For the entries below, repeat exactly each line starting with the one that contains "Query: clear glass container" and going on through the one that contains "Query: glass jar with lid", and no others.

-------- Input --------

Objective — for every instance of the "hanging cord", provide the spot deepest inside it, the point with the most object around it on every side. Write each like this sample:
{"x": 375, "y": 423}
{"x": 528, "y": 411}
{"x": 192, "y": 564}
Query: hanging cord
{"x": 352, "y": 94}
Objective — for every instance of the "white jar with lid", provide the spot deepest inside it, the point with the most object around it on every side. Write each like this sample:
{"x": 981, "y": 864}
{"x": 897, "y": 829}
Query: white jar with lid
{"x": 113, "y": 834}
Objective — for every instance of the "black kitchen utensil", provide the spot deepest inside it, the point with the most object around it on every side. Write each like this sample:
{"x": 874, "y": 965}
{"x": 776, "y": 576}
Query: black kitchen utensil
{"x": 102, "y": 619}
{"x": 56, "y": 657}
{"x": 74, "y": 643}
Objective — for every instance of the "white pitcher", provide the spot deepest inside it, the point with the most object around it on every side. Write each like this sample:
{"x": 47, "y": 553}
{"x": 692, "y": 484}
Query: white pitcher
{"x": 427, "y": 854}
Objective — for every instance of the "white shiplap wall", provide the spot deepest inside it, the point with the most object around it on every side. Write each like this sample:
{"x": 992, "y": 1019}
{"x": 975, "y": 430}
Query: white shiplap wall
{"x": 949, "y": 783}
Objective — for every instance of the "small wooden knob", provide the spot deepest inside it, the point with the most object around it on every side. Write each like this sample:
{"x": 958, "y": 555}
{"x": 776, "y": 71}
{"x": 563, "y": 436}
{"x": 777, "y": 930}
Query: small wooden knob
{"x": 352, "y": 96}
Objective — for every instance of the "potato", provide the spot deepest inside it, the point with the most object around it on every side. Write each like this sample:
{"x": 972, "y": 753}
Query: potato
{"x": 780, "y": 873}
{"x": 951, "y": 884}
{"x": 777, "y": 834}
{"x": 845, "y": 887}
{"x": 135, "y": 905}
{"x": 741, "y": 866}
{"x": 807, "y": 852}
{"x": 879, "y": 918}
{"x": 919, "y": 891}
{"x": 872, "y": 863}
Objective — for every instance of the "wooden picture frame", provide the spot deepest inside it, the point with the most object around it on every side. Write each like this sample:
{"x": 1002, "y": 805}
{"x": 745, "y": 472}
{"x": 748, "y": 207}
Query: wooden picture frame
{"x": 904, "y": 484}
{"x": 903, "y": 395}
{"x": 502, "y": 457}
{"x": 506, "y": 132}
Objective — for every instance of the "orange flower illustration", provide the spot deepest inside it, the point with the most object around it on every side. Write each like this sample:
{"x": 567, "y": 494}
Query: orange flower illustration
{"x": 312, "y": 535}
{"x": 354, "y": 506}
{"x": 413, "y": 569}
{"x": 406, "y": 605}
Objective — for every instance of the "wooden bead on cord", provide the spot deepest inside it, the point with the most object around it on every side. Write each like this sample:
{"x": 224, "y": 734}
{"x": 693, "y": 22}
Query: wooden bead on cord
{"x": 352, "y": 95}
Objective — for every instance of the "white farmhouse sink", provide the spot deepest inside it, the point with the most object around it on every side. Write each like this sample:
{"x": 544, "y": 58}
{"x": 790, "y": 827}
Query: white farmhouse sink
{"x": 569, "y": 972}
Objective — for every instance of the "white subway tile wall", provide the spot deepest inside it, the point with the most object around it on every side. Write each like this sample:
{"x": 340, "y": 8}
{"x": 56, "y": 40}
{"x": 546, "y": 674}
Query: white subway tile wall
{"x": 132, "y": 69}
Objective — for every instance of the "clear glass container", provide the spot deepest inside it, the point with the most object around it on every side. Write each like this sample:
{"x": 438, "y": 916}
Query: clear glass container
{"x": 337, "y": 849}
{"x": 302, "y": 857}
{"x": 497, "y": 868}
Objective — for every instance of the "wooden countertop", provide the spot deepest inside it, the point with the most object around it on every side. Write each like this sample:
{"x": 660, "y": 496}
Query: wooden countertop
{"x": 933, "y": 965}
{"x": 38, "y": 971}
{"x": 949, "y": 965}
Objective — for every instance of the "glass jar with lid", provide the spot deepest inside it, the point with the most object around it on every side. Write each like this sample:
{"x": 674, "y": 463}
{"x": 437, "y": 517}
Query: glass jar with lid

--------
-------- Input --------

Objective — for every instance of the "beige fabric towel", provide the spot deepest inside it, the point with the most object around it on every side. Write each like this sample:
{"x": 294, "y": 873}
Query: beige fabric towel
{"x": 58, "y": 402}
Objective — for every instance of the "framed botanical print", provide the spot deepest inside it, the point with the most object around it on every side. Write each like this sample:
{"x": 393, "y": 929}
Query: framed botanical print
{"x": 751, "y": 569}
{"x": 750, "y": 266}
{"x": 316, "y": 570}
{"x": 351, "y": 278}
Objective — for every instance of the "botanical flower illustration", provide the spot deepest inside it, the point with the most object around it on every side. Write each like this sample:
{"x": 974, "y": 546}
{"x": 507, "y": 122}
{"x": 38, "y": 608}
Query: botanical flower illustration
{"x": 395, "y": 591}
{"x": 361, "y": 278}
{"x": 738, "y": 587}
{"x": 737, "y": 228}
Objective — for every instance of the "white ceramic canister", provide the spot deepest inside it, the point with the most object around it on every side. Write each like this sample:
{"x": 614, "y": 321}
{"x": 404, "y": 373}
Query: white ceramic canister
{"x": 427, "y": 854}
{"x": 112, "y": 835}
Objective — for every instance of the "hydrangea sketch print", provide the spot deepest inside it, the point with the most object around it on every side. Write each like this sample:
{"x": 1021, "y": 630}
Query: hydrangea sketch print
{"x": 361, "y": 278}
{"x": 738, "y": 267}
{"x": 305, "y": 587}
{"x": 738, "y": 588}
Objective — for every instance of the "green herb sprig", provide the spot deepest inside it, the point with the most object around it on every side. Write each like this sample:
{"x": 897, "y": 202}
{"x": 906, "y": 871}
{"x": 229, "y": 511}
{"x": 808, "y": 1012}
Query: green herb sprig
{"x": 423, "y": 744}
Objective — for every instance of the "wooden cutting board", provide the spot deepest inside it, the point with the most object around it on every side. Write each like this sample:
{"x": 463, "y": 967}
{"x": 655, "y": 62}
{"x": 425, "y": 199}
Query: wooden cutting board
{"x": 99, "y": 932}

--------

=== Output for this exercise ===
Query: clear glass container
{"x": 337, "y": 849}
{"x": 302, "y": 857}
{"x": 497, "y": 868}
Objective — for every instance of the "wooden countertop", provide the spot deepest inside it, the point with the most object around it on every side. Write each like this sample:
{"x": 660, "y": 496}
Query: wooden countertop
{"x": 933, "y": 965}
{"x": 38, "y": 971}
{"x": 949, "y": 965}
Objective — for every instance of the "glass jar with lid", provide the spot deepest inside it, the point with the most object around it on every side. Write each like this sample:
{"x": 674, "y": 463}
{"x": 437, "y": 517}
Query: glass jar with lid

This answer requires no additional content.